-------- EXTRACTED MATERIAL --------

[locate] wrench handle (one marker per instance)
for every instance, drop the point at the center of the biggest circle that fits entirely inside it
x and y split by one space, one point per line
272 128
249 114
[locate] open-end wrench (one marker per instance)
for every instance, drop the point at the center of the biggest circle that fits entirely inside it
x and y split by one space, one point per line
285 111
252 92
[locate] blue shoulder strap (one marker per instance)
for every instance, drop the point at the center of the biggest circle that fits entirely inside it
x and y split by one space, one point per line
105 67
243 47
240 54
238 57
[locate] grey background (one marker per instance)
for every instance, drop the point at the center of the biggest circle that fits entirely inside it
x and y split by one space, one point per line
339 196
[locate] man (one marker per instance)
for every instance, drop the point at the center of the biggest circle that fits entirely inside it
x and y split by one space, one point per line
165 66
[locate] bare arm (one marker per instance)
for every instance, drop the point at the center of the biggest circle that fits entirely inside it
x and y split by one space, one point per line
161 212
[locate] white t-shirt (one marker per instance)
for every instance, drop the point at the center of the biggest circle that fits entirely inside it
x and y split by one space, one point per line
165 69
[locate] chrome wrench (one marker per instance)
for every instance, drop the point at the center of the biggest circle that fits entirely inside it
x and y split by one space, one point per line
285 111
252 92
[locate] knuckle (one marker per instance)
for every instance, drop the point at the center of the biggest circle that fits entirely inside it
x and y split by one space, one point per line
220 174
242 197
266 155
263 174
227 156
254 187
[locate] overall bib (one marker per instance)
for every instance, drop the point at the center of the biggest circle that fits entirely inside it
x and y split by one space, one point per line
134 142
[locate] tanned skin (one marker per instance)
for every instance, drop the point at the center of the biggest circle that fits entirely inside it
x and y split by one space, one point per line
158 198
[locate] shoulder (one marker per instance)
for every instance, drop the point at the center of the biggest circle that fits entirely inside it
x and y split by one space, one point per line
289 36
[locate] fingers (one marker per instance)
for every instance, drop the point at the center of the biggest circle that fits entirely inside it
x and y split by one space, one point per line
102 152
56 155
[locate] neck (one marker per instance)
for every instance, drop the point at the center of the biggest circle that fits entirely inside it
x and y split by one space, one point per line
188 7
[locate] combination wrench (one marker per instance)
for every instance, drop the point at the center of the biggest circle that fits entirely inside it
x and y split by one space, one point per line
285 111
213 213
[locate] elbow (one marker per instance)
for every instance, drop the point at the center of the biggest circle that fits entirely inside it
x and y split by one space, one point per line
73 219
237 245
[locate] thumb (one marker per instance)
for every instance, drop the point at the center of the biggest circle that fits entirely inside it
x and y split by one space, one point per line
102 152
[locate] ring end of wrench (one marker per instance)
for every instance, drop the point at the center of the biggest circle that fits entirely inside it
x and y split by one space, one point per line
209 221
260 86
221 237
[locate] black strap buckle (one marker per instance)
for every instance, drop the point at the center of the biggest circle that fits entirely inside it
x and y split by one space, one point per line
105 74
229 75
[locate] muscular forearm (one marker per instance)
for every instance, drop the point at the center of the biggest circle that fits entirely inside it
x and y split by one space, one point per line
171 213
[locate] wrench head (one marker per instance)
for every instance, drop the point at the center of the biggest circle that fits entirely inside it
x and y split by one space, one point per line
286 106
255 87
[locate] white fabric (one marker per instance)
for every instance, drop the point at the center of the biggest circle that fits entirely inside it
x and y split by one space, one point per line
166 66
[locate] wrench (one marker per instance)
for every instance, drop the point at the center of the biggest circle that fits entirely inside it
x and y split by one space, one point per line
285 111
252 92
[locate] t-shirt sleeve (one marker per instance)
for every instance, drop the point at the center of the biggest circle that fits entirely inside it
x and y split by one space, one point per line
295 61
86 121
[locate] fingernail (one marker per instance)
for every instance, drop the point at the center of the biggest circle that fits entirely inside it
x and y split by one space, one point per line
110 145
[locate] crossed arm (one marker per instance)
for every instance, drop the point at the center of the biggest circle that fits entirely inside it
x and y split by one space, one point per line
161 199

--------

Could you rewrite the data items starting at the line that contains "[locate] fingernail (one marker per instance)" and ending at the last line of the data items, both ends included, with every point coordinate in the answers multiplied by 1.35 and rounded to whole numbers, halves up? Leave the requests and their format lines unchanged.

#### [ANSWER TO THIS EXERCISE]
[locate] fingernail (one marker per instance)
for every instance, drop the point at the center of the biggest circle that fits entirely inside it
x and y split by one space, one point per line
149 196
[locate] crossed arm (one marker per instance)
for every instance, drop the point at the center of the biggest circle that fits entirely inside it
x and y split by one space, one point per line
217 269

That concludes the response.